*** Material provided

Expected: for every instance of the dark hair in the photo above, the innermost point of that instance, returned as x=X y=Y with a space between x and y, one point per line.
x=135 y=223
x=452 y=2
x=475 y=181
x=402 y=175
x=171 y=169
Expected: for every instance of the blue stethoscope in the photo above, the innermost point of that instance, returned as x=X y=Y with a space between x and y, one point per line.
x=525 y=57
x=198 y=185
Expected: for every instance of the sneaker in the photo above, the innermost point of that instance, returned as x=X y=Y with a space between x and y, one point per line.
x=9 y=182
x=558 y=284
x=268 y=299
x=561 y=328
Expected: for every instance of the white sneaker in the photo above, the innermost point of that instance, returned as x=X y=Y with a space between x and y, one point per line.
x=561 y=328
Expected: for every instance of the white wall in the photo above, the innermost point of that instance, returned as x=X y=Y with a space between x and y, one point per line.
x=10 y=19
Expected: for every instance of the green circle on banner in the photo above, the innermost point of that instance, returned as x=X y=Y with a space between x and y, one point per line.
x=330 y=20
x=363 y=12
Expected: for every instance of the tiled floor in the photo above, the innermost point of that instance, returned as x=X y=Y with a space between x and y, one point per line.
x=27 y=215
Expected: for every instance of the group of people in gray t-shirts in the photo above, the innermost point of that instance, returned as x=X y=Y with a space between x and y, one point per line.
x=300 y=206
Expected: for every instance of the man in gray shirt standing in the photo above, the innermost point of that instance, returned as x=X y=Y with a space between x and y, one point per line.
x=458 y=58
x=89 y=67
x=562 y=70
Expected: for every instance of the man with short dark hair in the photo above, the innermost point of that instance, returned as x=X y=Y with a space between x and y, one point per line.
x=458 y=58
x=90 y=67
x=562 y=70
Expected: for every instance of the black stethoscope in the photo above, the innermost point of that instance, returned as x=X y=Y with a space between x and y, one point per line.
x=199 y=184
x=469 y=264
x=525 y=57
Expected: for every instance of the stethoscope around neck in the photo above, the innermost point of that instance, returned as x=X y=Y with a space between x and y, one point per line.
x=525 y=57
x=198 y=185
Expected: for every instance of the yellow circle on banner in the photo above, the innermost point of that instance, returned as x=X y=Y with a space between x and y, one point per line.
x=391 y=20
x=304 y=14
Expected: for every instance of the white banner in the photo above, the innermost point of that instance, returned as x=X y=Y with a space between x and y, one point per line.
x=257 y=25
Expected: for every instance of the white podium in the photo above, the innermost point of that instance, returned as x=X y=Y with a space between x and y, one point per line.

******
*** Material provided

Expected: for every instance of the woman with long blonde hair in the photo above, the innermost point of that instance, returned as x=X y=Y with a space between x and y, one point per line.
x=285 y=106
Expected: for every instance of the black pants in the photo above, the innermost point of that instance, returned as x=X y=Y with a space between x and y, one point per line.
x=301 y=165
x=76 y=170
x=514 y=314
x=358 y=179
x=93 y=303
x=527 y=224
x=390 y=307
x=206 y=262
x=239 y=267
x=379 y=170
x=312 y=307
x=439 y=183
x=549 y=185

******

Task details » Render the lines of the rows from the one containing "Expected: for every instance of the woman" through the one containing "x=285 y=106" as a numbered list, leaving out any blank lines.

Task result »
1. Expected: for every instance of the woman with long blonde hair in the photo above, the innermost point of that instance, returned as x=X y=Y with a space between x and y, one point per line.
2. x=285 y=106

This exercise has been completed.